● **PROMPT**: Your task is to give the listing below back word for word, pictures excluded.

──────── LISTED RECORDS

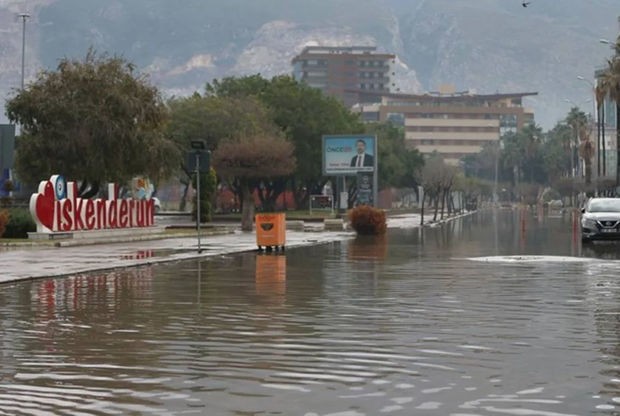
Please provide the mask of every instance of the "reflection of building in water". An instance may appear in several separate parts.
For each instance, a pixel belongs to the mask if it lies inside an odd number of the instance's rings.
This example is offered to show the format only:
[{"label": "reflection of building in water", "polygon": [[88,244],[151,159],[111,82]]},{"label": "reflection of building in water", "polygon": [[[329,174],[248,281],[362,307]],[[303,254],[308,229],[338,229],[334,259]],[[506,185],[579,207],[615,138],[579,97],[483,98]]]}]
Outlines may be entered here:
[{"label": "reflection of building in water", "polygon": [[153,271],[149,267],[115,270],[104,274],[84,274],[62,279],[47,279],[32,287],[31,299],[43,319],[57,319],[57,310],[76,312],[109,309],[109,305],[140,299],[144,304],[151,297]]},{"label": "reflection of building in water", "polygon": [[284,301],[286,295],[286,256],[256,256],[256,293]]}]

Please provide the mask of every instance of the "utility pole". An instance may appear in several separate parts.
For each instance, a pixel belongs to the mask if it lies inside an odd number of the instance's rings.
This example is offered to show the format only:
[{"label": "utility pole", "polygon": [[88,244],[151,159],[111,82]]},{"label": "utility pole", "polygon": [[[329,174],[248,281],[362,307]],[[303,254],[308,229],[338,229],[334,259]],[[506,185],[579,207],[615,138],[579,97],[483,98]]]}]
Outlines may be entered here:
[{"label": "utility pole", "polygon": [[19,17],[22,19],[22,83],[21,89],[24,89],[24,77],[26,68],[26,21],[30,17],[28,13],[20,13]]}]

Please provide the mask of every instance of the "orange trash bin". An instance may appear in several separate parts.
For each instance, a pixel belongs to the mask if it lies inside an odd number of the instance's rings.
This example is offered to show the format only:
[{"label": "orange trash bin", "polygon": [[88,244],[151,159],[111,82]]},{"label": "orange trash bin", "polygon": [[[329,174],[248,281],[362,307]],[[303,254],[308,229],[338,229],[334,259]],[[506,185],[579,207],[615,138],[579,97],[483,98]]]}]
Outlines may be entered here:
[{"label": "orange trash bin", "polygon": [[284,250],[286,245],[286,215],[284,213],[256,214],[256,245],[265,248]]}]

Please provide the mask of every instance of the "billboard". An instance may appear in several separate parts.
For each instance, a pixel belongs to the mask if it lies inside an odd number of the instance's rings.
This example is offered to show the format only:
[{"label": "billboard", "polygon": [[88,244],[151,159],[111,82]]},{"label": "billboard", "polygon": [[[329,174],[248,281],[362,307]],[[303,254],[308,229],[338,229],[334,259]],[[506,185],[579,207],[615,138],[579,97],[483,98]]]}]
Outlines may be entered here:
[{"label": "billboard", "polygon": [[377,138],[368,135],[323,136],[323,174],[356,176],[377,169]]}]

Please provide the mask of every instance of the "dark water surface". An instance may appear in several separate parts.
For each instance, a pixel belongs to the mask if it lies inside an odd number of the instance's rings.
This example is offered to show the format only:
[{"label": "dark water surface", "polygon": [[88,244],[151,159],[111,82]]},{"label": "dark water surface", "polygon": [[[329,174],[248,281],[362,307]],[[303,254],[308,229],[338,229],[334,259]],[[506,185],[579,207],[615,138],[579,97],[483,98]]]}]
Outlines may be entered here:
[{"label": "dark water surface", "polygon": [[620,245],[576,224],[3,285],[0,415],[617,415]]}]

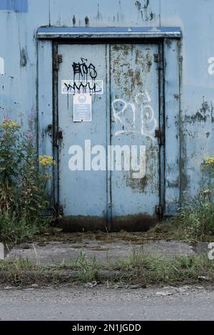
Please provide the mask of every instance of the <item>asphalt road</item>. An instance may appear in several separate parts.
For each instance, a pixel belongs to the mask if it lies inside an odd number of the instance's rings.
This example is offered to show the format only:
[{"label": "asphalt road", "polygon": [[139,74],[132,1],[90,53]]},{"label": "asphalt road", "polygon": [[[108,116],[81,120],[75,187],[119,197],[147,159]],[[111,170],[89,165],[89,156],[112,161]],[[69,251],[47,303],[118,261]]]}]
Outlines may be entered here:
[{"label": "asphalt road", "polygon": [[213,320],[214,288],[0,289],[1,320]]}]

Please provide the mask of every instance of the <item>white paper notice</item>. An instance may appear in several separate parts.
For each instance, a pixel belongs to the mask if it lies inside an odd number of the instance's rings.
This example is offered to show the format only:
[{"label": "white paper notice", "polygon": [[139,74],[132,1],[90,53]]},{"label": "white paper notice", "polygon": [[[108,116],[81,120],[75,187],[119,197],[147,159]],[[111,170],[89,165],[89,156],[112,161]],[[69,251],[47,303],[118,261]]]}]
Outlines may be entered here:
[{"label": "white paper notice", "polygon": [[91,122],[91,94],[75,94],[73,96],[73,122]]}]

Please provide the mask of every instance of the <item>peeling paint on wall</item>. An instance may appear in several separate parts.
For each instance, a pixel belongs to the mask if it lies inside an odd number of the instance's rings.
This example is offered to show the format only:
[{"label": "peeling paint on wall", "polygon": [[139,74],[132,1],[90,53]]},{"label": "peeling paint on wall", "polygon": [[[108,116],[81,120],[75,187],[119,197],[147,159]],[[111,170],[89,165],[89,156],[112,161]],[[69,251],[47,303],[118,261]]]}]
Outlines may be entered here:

────────────────

● **RESULT**:
Please provide the mask of every instance of the "reflection of building in water". An instance may appear in several separate parts.
For each instance, a pixel belongs to the mask if it lies inside an odd number of the instance's rings.
This example is offered to show the format only:
[{"label": "reflection of building in water", "polygon": [[88,244],[151,159],[111,82]]},{"label": "reflection of building in water", "polygon": [[[329,174],[248,281],[362,307]],[[303,254],[308,229],[338,229],[334,259]],[[506,185],[579,207],[615,138],[579,97],[483,98]]]}]
Outlines may be entered here:
[{"label": "reflection of building in water", "polygon": [[153,271],[149,267],[115,270],[104,274],[84,274],[62,279],[47,279],[32,287],[31,299],[43,319],[57,319],[57,310],[76,312],[109,309],[109,305],[140,299],[144,304],[151,297]]},{"label": "reflection of building in water", "polygon": [[284,301],[286,295],[286,256],[256,256],[256,293]]}]

Please provide the mask of every instance of the "utility pole". An instance may appear in several separate parts.
For each instance, a pixel belongs to the mask if it lies inside an odd number of the instance's rings.
This example is offered to show the format only:
[{"label": "utility pole", "polygon": [[88,244],[151,159],[111,82]]},{"label": "utility pole", "polygon": [[[329,174],[248,281],[362,307]],[[303,254],[308,229],[338,229],[334,259]],[[506,185],[579,207],[615,138],[579,97],[483,98]]]}]
Outlines may be entered here:
[{"label": "utility pole", "polygon": [[19,17],[22,19],[22,83],[21,89],[24,89],[24,77],[26,68],[26,21],[30,17],[28,13],[20,13]]}]

Please provide the mask of every instance of the "orange trash bin". An instance may appear in several separate parts.
For each instance, a pixel belongs to the mask if it lies inside an odd number of the instance's rings.
This example is offered to show the format only:
[{"label": "orange trash bin", "polygon": [[88,244],[151,159],[111,82]]},{"label": "orange trash bin", "polygon": [[[329,174],[248,281],[362,307]],[[303,254],[308,229],[338,229],[334,259]],[[506,185],[579,207],[615,138],[579,97],[483,98]]]}]
Outlines may be entered here:
[{"label": "orange trash bin", "polygon": [[284,250],[286,245],[286,215],[284,213],[256,214],[256,245],[265,248]]}]

Please provide the mask of every instance of the "billboard". An instance may appear in several separate parts.
For each instance, a pixel belongs to the mask if it lies inside an odd number of the instance's rings.
This example is offered to show the format only:
[{"label": "billboard", "polygon": [[88,244],[151,159],[111,82]]},{"label": "billboard", "polygon": [[[329,174],[248,281],[362,307]],[[303,254],[308,229],[338,229],[334,259]],[[506,185],[579,207],[615,138],[579,97],[483,98]]]}]
Outlines may be entered here:
[{"label": "billboard", "polygon": [[377,138],[368,135],[323,136],[323,174],[356,176],[377,169]]}]

Please provide the mask of every instance of the "dark water surface". An instance may appear in several separate parts.
For each instance, a pixel belongs to the mask if it lies inside an odd number of the instance's rings.
This example is offered to show the format only:
[{"label": "dark water surface", "polygon": [[88,244],[151,159],[111,82]]},{"label": "dark water surface", "polygon": [[[329,174],[248,281],[362,307]],[[303,254],[308,229],[338,229],[334,259]],[[506,185],[579,207],[615,138],[579,97],[483,98]]]}]
Outlines may be entered here:
[{"label": "dark water surface", "polygon": [[620,245],[576,224],[3,285],[0,415],[617,415]]}]

Please provide the mask of every instance of the <item>asphalt road</item>. An instance may appear in several separate parts.
For each instance, a pixel belongs to the mask if it lies inside an odd number of the instance's rings.
This example is offered to show the format only:
[{"label": "asphalt road", "polygon": [[139,74],[132,1],[90,53]]},{"label": "asphalt road", "polygon": [[[108,116],[81,120],[75,187],[119,197],[147,159]],[[111,170],[89,165],[89,156],[112,161]],[[69,251],[47,303],[118,261]]]}]
Outlines may be entered here:
[{"label": "asphalt road", "polygon": [[213,320],[214,288],[0,289],[1,320]]}]

Please provide the mask of every instance of the <item>white paper notice</item>. An instance may appear in several separate parts.
For each instance, a pixel belongs to the mask if it lies inside an odd number of the instance's rings.
This example is offered to show the format only:
[{"label": "white paper notice", "polygon": [[139,74],[132,1],[90,53]]},{"label": "white paper notice", "polygon": [[[108,116],[81,120],[75,187],[119,197],[147,159]],[[111,170],[89,165],[89,156],[112,161]],[[69,251],[47,303],[118,261]]]}]
Outlines may be entered here:
[{"label": "white paper notice", "polygon": [[91,122],[91,94],[75,94],[73,96],[73,122]]}]

Please provide the mask of every instance of the <item>peeling paint on wall</item>. An instance may appear in several separate parts.
For each instance, a pixel belongs to the mask if it lies inside an odd number of the instance's rings.
This example is offered to show the format only:
[{"label": "peeling paint on wall", "polygon": [[139,74],[132,1],[90,53]]},{"label": "peeling paint on wall", "polygon": [[[108,116],[81,120],[75,187],[119,197],[147,159]],[[111,170],[89,165],[89,156],[112,161]],[[69,251],[47,303],[118,261]]]}]
Outlines may be entered here:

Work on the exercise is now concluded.